» **Listing**
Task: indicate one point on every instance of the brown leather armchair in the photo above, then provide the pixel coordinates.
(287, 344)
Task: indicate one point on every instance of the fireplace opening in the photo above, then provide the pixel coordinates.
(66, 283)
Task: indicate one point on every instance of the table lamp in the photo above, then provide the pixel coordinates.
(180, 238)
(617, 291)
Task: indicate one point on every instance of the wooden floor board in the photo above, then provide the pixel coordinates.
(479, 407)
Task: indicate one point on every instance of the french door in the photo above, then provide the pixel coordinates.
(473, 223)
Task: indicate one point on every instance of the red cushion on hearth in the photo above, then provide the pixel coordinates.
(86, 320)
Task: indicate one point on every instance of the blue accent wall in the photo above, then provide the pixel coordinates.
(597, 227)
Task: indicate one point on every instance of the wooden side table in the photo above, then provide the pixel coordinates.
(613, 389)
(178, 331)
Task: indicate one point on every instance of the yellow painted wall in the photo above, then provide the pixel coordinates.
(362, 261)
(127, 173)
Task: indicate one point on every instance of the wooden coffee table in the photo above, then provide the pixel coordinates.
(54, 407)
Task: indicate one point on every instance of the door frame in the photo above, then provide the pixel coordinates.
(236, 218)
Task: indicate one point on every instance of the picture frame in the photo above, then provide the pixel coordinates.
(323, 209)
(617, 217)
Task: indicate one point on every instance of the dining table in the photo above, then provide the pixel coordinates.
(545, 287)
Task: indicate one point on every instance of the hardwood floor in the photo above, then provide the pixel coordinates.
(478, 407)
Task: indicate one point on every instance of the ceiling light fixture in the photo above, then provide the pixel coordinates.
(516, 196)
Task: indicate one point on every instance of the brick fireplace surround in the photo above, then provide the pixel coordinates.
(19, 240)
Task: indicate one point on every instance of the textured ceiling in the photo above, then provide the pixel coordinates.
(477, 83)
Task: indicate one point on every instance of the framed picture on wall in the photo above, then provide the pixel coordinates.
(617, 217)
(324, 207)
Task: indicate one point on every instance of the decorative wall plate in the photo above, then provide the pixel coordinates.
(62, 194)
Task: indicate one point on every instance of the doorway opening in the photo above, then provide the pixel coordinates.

» **To do**
Convert all of the material above into a Markdown table with the columns Row and Line. Give each line its own numbered row and leave out blank lines.

» **Task response**
| Row | Line |
|---|---|
| 1 | Task: indicate one point on every instance of the brown leather armchair in the photo above, then provide the pixel coordinates. |
| 2 | (287, 344) |
| 3 | Task: indicate one point on every instance of the fireplace opening in the photo above, then provide the pixel coordinates. |
| 4 | (66, 283) |
| 5 | Task: indicate one point on every instance of the table lamp in the photo above, then provide the pixel coordinates. |
| 6 | (180, 238) |
| 7 | (617, 291) |
| 8 | Task: indicate one point on every instance of the wooden floor board in the photo above, then provide the pixel coordinates. |
| 9 | (479, 407) |
| 10 | Task: indicate one point on every instance of the french door in the photo above, then provide the pixel coordinates. |
| 11 | (473, 223) |
| 12 | Task: indicate one point on every instance of the red cushion on hearth in the photo above, then provide the pixel coordinates. |
| 13 | (86, 320) |
| 14 | Task: indicate one point on every instance of the blue accent wall in the photo above, then provide the pixel coordinates. |
| 15 | (597, 227) |
| 16 | Task: indicate one point on every instance of the wooden side table in the photo above, then provide the pixel coordinates. |
| 17 | (613, 389) |
| 18 | (178, 331) |
| 19 | Task: indicate one point on every instance of the yellow painted wall in the photo above, then provide the pixel coordinates. |
| 20 | (362, 261) |
| 21 | (127, 173) |
| 22 | Task: indicate one point on every instance of the wooden coffee table in the photo above, then provide the pixel coordinates. |
| 23 | (54, 407) |
| 24 | Task: indicate one point on every instance of the door frame in the photo above, then provide the pixel coordinates. |
| 25 | (236, 218) |
| 26 | Task: indicate one point on every instance of the picture frame in the photo above, then provide the pixel coordinates. |
| 27 | (323, 209) |
| 28 | (617, 217) |
| 29 | Task: indicate one point on every instance of the dining table in the photo above, then provide the pixel coordinates. |
| 30 | (545, 287) |
| 31 | Task: indicate one point on every instance of the hardwood floor in the photo above, then provide the pixel coordinates. |
| 32 | (478, 407) |
| 33 | Task: indicate one point on every instance of the ceiling light fixture in the photo above, then provide the pixel coordinates. |
| 34 | (516, 196) |
| 35 | Task: indicate one point on every instance of the brick fireplace surround in the photo above, then provide the pixel coordinates. |
| 36 | (19, 240) |
| 37 | Task: indicate one point on every instance of the textured ceiling in the photo above, then provide the pixel coordinates. |
| 38 | (477, 83) |
| 39 | Task: indicate one point on every instance of the framed picture on wall in the photo above, then provide the pixel coordinates. |
| 40 | (617, 217) |
| 41 | (324, 207) |
| 42 | Task: indicate one point on every instance of the decorative wall plate in the photo above, then provide the pixel coordinates. |
| 43 | (62, 194) |
| 44 | Task: indicate one point on every instance of the doorway opening in the photo above, then provide the pixel coordinates. |